_Requirement A_.
In the heart-treatment blog post, how many times was the writer shocked with the paddles?
_Requirement B_.
In the heart-treatment blog post, rewrite the passage starting with "Now I have a" and going on through "could do it.", replacing "anti-coagulant" with "blood thinner".
_Requirement C_.
Carry on the heart-treatment blog post from its final sentence.

Now I have a whole new array of pills to take, and god knows what these drugs are doing to my mental acuity, my happiness index. But, happily, I've finished the anti-coagulant that had to be injected subcutaneously into my belly. Thank god that's over with because it was a twice daily reminder that my belly is fatter than I'd noticed before. I was also glad to learn that if I had to inject myself, or anyone else, I could do it.

This is what we (my cardiologist and I) now know, after I swallowed their little camera. There are no clots in my heart--this reduces my risk of a massive stroke and or heart attack. We also know that paddling me with the jolt-your-heart-paddles, did not jolt my heart into a normal rhythm. The only result of the paddling is burns and bruising on my chest and back. Next up is a procedure to repair the hole in my heart the little camera found, and zapping a nerve that might be causing the abnormal rhythm. For those of you enthralled with the space program, it just might be a teflon patch that fixes the hole in my heart. Thank you space race for teflon and Tang. For my many ex-husbands and discarded lovers who will be saying, "I always knew that bitch had a hole in her heart," I say "Fuck you."

Thursday, May 1, 2008

Home Again, Home Agin

Well, the hospital is a hell of a place for the sick. My instructions were to come in at ten A.M. with an empty stomach. By eleven I saw my nurse who told me a wonderful rhyme for the first of May, which is, sadly for us, snowing and very cold. The rhyme is: "Hooray hooray, the first of May, outdoor sex begins today!" That did it for me. The fact that I had waited an hour, fasting and pissed off about it, vanished in an instant. I have terrible veins, tiny and rollers. But she hit one on the first try, but since I'm on blood thinners made one hell of a mess as she changed tubes. They hooked me up to the constant EKG thingy, pulse ox thingy on the finger and a blood-pressure cuff that kept a constant read going. Pulse was high--141 today, but oddly not as high as yesterday. You take your good news where you can get it. Pulse oxygen is normal. Well thank god for small favors. Then there I stayed wired up and beeping for two fucking hours, until the cardiologist could get to me. Once he came in I was told that if they found nothing bad with the little camera they were going to shove down my throat to get a closer look at my heart (looking for blood clots), then they would shock me with the paddles to try to reestablish normal rhythm. Good new, bad news. No clots. Three times shocked with the paddles and no normal rhythm. But I love that Versed. No memory of any of it and still, an hour later, a little buzz. So it's three more prescriptions, and the next round of tests to look forward to. It could be much worse. I could be drooling and brain dead.

_Provided information_.
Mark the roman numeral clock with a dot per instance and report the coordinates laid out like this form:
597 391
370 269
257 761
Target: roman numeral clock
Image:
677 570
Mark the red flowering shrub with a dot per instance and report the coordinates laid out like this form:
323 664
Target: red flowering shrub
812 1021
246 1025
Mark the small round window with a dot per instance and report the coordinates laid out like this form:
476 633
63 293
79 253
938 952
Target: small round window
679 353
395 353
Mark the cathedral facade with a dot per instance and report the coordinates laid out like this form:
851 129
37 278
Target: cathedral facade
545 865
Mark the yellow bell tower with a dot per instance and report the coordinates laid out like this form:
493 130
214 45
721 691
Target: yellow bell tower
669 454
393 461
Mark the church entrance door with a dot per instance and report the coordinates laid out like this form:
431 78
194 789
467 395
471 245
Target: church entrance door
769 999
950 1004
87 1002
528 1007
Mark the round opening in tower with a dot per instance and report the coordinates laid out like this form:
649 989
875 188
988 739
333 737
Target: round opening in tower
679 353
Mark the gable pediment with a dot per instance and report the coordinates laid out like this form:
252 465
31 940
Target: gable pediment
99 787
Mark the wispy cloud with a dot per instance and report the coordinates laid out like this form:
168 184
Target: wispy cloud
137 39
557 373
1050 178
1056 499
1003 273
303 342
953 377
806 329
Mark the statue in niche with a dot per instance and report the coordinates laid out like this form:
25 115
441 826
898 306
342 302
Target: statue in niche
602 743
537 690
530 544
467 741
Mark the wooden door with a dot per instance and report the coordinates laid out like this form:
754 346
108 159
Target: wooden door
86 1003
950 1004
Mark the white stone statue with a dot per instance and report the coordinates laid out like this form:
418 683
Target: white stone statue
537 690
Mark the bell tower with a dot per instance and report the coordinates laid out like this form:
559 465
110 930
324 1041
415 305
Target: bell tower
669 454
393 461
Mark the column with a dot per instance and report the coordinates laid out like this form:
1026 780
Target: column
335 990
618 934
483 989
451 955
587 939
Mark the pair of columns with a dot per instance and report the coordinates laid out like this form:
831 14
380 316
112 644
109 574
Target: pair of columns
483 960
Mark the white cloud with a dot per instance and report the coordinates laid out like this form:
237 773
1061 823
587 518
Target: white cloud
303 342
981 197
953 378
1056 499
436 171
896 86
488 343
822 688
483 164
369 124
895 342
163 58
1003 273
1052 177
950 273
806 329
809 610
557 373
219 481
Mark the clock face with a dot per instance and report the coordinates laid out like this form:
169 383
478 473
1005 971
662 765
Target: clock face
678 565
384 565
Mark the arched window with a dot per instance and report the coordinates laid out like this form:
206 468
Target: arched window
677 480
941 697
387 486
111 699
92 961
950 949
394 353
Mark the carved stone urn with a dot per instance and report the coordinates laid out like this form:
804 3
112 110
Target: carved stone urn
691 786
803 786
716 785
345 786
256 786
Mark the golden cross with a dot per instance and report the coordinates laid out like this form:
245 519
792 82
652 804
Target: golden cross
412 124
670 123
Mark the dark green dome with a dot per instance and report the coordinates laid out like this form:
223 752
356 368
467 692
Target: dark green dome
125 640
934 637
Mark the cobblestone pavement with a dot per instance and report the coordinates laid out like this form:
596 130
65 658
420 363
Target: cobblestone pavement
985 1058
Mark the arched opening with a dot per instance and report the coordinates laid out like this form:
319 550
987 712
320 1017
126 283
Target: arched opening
---
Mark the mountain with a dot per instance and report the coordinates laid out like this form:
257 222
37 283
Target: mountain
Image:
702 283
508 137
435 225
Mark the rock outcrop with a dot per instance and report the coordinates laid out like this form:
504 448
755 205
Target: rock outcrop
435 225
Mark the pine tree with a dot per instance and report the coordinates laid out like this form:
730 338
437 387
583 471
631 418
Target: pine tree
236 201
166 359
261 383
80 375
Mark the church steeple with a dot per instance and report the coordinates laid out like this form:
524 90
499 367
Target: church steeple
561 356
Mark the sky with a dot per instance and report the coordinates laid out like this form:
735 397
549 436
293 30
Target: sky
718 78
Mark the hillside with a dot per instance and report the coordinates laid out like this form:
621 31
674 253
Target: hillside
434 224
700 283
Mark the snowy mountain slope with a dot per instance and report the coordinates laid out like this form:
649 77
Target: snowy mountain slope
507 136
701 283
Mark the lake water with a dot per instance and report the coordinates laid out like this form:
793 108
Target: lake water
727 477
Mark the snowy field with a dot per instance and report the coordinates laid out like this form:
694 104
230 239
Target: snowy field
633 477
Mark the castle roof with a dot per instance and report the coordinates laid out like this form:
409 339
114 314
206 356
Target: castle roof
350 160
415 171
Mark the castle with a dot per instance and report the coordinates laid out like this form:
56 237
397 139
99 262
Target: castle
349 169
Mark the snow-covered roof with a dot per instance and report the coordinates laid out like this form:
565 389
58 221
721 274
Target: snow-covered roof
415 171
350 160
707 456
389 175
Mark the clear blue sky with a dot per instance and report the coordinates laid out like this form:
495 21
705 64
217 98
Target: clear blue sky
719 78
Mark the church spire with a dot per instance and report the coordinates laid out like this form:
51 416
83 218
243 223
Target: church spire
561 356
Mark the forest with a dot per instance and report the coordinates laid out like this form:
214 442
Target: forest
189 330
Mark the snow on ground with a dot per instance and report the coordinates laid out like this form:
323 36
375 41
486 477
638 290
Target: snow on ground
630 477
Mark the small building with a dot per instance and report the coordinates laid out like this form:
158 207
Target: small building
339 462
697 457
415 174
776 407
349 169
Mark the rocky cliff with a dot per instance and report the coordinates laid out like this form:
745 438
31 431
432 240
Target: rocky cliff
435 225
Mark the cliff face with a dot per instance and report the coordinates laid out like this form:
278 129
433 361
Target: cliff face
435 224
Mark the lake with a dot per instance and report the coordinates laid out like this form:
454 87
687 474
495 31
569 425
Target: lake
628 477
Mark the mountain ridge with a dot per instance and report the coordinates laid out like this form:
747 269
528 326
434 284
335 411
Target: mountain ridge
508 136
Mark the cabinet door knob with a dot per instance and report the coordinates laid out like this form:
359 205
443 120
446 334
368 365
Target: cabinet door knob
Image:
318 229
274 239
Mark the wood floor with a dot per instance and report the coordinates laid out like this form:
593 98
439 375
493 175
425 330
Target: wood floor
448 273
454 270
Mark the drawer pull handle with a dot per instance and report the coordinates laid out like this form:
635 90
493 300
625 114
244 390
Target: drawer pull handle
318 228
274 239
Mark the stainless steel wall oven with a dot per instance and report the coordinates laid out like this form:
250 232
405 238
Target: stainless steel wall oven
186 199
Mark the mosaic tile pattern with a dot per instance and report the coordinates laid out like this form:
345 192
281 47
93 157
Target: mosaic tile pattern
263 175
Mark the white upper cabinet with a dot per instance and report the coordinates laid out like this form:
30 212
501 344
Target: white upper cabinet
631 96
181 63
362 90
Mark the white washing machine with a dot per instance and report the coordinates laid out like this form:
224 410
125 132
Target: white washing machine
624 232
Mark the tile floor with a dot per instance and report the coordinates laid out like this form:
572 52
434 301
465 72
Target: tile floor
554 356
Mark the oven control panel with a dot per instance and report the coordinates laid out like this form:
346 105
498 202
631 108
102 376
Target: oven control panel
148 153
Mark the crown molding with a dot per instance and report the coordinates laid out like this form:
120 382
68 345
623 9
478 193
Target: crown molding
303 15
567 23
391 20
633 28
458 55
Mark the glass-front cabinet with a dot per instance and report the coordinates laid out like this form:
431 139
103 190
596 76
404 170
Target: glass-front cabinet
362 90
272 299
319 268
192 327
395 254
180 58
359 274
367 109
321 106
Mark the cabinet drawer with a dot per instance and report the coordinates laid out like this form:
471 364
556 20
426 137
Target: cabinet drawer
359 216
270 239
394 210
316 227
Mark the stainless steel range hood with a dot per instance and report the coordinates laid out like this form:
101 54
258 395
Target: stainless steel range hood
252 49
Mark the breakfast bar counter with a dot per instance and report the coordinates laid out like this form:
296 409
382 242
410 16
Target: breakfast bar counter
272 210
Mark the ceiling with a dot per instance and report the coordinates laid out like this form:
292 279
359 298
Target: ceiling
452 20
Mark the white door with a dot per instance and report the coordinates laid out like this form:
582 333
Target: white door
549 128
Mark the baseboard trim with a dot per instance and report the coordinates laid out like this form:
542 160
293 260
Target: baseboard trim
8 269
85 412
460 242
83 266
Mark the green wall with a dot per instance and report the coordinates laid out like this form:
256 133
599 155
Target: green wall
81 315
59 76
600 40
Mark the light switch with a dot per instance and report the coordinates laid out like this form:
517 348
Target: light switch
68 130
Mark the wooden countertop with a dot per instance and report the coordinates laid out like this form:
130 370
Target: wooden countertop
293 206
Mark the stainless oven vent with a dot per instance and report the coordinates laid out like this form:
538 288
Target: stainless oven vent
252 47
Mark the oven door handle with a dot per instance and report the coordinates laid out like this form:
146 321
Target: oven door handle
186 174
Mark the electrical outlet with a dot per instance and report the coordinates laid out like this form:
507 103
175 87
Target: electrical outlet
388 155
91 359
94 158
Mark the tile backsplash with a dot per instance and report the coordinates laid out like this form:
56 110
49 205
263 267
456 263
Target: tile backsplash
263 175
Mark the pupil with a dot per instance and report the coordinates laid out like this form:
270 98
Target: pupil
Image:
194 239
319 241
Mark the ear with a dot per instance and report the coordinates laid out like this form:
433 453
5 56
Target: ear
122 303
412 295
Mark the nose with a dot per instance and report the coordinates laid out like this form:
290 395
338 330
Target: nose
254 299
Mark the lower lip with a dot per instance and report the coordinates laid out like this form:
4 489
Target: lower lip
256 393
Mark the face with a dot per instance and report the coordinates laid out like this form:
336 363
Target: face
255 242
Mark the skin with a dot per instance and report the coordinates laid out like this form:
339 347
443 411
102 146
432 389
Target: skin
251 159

_Output A_.
Three times.

_Output B_.
Now I have a whole new array of pills to take, and god knows what these drugs are doing to my mental acuity, my happiness index. But, happily, I've finished the blood thinner that had to be injected subcutaneously into my belly. Thank god that's over with because it was a twice daily reminder that my belly is fatter than I'd noticed before. I was also glad to learn that if I had to inject myself, or anyone else, I could do it.

_Output C_.
Little Camera

Well, I'm up, bathed, and dying for a bowl of my morning latte. But not today. Today I go to have a little camera swallowed or shoved down an artery to look at the arterial chambers of my heart. I was a little discombobulated yesterday when they enumerated the procedures we would be embarking on to stop my fibrillating heart. So I not real clear on what, exactly they're doing exactly. Wish me luck.

More later, I hope.

Wednesday, April 30, 2008

Atrial Fibrillation

I'm fibrillating like crazy. Resting heart rate of 157. This has been going on for months, maybe a year. This should give you some idea of how healthy I feel. Aside from the burning in my thighs when I take my dog for a little walk, I'm healthy as a horse--in the sick sense of no viruses, no bacterial infections, nothing that would make me feel "sick" enough to go to the doctor. So the fibrillating has gone undetected until I went in for a follow-up after getting an MRI and carotid ultrasound to get a baseline. I wanted these tests because I had a little episode that I thought might be a small stroke.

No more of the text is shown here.